======== KUTIPAN
Mereka mengubah bangunan itu menjadi Museum of Ngagel, dengan konsep interactive museum. Selain menampilkan cerita tentang sejarah Ngagel, Yoan dan tim juga membuat setiap zona yang ada di museum itu memiliki soundscape dan projection mapping, memanfaatkan teknologi digital.
“Para pengunjung tak hanya bisa menikmati secara visual (penglihatan), namun mereka juga bisa menikmati lewat suara (pendengar), tekstur (peraba), aroma (pencium), dan rasa," ungkap Yoan.
BACA JUGA:PCU gelar International Conference on Empathic Architectur (ICEA)
Artinya, para pengunjung bisa menikmati museum itu dengan lima indra sekaligus. Selain Yoan, ada pula Ivan Santosa, yang mengerjakan project tersebut bersama beberapa mahasiswa dari Thailand.
Ivan dan tim membuat Master Plan yang berfokus pada performing art, dengan konsep terkait green infrastructure.
================
======== DATA YANG DIBERIKAN
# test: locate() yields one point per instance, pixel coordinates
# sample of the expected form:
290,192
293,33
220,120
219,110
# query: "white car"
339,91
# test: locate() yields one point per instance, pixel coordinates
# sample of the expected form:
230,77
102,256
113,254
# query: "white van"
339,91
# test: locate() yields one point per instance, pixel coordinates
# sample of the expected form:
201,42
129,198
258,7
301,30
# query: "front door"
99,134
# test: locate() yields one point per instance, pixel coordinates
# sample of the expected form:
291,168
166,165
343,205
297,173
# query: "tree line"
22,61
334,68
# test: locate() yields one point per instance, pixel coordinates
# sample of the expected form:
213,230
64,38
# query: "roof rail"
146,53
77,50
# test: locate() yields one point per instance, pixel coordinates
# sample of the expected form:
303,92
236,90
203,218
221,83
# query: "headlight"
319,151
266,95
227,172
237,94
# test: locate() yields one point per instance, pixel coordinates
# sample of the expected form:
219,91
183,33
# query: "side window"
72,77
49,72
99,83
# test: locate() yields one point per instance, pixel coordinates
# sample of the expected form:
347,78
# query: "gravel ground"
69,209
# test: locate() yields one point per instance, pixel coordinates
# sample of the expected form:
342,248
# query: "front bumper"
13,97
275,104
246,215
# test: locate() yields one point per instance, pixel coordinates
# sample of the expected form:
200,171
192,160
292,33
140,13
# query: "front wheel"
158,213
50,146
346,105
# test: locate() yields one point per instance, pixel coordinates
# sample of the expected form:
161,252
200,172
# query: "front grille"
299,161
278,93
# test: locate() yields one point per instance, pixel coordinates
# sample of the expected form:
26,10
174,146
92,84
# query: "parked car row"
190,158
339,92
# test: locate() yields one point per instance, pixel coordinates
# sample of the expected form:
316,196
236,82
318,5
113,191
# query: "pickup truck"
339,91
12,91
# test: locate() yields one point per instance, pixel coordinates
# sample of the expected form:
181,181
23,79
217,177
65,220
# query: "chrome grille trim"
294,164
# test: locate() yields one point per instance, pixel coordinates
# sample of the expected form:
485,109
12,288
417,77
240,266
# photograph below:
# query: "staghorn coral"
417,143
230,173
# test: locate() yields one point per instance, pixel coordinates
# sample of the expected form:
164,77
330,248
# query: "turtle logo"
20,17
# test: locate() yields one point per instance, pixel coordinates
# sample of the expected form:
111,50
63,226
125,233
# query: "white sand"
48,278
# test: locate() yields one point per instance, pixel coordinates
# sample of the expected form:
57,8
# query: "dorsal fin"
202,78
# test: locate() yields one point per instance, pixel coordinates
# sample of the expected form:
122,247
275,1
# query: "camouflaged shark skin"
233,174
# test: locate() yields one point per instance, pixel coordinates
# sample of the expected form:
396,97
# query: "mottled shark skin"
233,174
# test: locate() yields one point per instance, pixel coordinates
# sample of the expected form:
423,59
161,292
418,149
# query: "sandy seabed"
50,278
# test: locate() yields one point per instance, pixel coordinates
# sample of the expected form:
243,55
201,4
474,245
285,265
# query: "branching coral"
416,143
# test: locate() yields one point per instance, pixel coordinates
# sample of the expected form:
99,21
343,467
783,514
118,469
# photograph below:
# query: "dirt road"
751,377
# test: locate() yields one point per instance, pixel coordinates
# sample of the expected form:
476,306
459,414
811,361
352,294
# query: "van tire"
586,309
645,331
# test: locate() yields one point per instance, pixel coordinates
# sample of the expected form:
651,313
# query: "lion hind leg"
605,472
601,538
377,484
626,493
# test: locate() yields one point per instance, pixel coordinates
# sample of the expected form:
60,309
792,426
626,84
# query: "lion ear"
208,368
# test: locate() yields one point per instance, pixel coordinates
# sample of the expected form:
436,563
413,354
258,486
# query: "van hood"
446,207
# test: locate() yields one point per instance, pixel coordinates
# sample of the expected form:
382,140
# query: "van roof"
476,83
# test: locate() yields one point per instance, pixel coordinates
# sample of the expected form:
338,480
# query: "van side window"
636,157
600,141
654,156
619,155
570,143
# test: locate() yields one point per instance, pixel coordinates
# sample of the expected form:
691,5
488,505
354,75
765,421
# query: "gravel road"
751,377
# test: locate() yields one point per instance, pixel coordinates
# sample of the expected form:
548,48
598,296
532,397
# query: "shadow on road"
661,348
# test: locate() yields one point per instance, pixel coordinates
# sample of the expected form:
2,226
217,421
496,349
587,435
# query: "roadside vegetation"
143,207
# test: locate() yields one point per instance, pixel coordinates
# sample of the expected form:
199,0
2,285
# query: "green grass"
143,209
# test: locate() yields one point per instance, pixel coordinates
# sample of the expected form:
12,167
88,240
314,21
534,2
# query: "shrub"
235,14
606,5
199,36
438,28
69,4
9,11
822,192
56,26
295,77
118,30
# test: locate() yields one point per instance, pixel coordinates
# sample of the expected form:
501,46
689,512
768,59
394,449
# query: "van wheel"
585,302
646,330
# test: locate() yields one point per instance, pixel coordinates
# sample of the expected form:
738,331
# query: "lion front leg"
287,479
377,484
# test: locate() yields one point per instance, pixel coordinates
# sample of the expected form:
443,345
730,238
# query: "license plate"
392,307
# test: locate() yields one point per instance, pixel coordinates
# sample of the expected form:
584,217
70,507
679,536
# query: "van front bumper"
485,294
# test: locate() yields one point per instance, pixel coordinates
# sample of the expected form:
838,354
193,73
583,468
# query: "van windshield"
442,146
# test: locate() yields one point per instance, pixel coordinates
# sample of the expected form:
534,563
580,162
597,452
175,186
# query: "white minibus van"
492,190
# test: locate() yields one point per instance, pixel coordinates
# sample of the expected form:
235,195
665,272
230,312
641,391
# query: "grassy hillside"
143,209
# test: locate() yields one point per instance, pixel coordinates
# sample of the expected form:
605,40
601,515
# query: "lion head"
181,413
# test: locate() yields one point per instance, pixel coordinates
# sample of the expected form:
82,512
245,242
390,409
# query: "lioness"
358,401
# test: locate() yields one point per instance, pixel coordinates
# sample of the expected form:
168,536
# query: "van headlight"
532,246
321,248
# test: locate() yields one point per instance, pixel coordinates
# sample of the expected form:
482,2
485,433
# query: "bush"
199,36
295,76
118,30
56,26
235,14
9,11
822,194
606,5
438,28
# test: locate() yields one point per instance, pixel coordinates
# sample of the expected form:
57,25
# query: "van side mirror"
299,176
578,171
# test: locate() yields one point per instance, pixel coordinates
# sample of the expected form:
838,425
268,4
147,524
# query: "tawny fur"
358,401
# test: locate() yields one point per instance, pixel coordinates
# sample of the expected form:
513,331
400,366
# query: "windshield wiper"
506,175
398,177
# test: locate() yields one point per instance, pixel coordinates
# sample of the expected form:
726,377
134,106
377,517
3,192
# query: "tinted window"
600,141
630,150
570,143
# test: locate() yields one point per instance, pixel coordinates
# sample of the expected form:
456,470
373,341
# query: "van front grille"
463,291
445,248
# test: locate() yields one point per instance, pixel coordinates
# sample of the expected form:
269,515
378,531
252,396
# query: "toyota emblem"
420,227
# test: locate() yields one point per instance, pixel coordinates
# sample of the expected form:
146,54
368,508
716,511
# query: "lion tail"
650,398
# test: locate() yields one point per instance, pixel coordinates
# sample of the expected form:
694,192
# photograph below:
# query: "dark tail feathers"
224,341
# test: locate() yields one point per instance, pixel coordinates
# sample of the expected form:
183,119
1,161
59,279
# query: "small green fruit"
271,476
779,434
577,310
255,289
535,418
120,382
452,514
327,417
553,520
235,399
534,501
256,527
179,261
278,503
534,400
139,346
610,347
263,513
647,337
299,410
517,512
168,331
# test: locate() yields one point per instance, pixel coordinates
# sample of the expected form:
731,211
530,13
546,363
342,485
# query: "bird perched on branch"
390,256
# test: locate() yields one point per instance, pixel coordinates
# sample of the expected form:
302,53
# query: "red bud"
================
TUGAS LATIHAN - Ambil seluruh kutipan tentang Museum of Ngagel di atas, lalu tuliskan lagi tanpa mengubah satu kata pun. Data ini berasal dari sumber lain.

HASIL TUGAS -
Mereka mengubah bangunan itu menjadi Museum of Ngagel, dengan konsep interactive museum. Selain menampilkan cerita tentang sejarah Ngagel, Yoan dan tim juga membuat setiap zona yang ada di museum itu memiliki soundscape dan projection mapping, memanfaatkan teknologi digital.
“Para pengunjung tak hanya bisa menikmati secara visual (penglihatan), namun mereka juga bisa menikmati lewat suara (pendengar), tekstur (peraba), aroma (pencium), dan rasa," ungkap Yoan.
BACA JUGA:PCU gelar International Conference on Empathic Architectur (ICEA)
Artinya, para pengunjung bisa menikmati museum itu dengan lima indra sekaligus. Selain Yoan, ada pula Ivan Santosa, yang mengerjakan project tersebut bersama beberapa mahasiswa dari Thailand.
Ivan dan tim membuat Master Plan yang berfokus pada performing art, dengan konsep terkait green infrastructure.